→ **EXTRACT TO READ**
+---+
The problem of low pay requires more than simply electing a Labour government

The problem of poverty pay and weak income rises won't be solved just by putting Ed Miliband in Downing Street.

By Dan Holden

You would be forgiven for thinking, from the way that it’s been discussed by politicians and the media, that low pay is a recent phenomenon. Ed Miliband has accused David Cameron of presiding over the expansion of a low wage economy and likewise Cameron has been attacking Miliband over the stagnation of wages which began under the last Labour government. The problem is though, that the percentage of people in low pay has been solid for over twenty years; it’s a systemic problems that the biggest two party leader’s cannot pin on each other.

Currently, the percentage of the UK’s workforce which is stuck on low pay is around the 20% mark; a joint Smith Institute/Living Wage Commission report has shown that this has been pretty consistent rate since the mid-1990s. The UKs low pay rate is higher than the OECD average and four times the proportion of that of Belgium; a trend that has been continuing since an increase from the 15% of workers in low in the 1970s.

You could argue, and you would be right, that the minimum wage was a success story when it came to tackling low pay. The percentage of those earning below half the median wage dropped after the minimum wage was introduced, but this success is not mirrored further up the scale. For those earning below two thirds of the median wage, a good (and comparable) proxy for the Living Wage, there was no such improvement.

How can this be the case? The big drop and low level of low pay around the end of the 1960s and into the 70s was as a result of legislation targeted at helping those in low pay, such as the Social Contract of the 1970s and equal pay legislation. The big spike in low pay at around 1993 was as a result of the abolition of wage councils, a spike that was only really addressed around the time of the minimum wage (including anticipatory measures ahead of its introduction). Although the minimum wage was successful, it did not substantially lower the numbers in low pay and nothing to address the sudden increase in numbers earning below the Living Wage in the aftermath of the financial crisis.

The Labour party plans to increase the minimum wage to above £8 an hour by 2019; a policy that is at the heart of their offer on the economy and the world of work, but is also a minimum wage rate that will still be below the projected Living Wage. It’s a great start, but minimum wage policy is no guarantee of tackling low pay. In the same way that the Coalition government’s personal tax allowance reforms have only addressed a part of the issue of how much money people have, Labour needs to look at the underpinning factors and systemic forces which forcing low pay onto certain sectors and groups of people. The minimum wage was one of the shining jewels of New Labour’s achievements, and no one can ever take that away, but the same coalition of opinion support that has been built around the minimum and living wage must be applied across wage policy if we are ever going to tackle low pay.
+---+
→ **SOURCE EXCERPT**

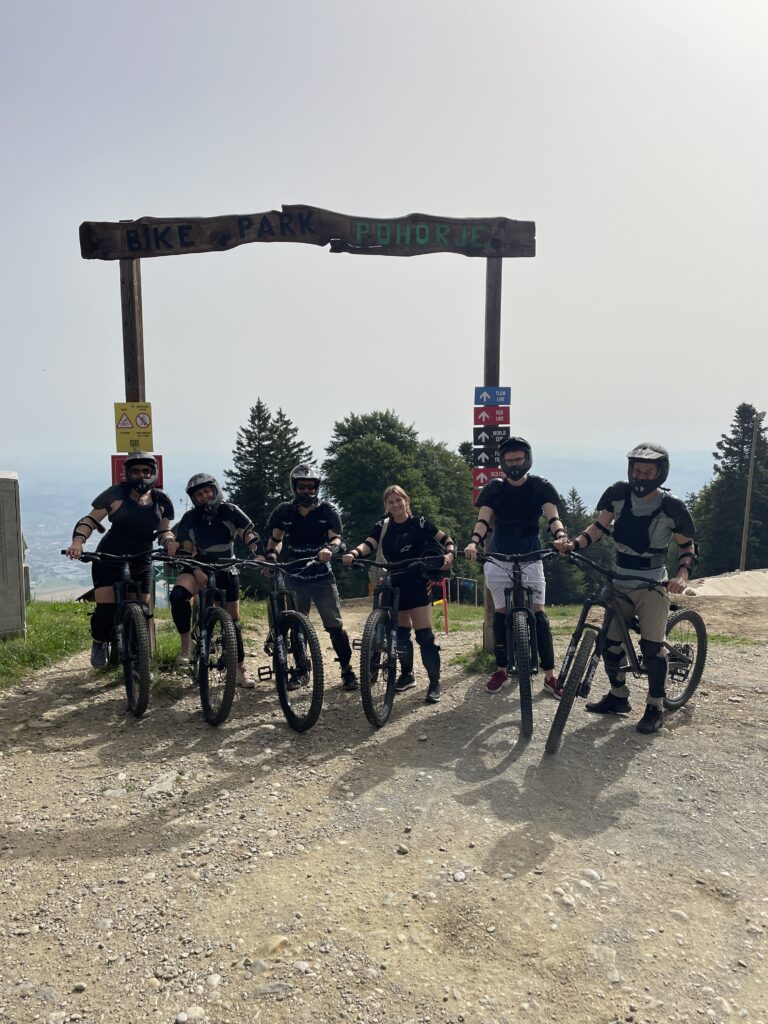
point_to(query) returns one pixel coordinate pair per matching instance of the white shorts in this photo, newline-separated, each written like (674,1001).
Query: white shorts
(498,580)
+---+
→ **JOBS**
**1)** According to the article on low pay, what caused the big drop and low level of low pay around the end of the 1960s and into the 1970s? Answer in one to three sentences.
**2)** List every past policy or piece of legislation that the article on low pay names, leaving out Labour's plans for the future.

→ **TASK RESULTS**
**1)** The drop came from legislation targeted at helping those in low pay. The article names the Social Contract of the 1970s and equal pay legislation as examples.

**2)**
- The Social Contract of the 1970s
- Equal pay legislation
- The abolition of wage councils
- The minimum wage
- The Coalition government's personal tax allowance reforms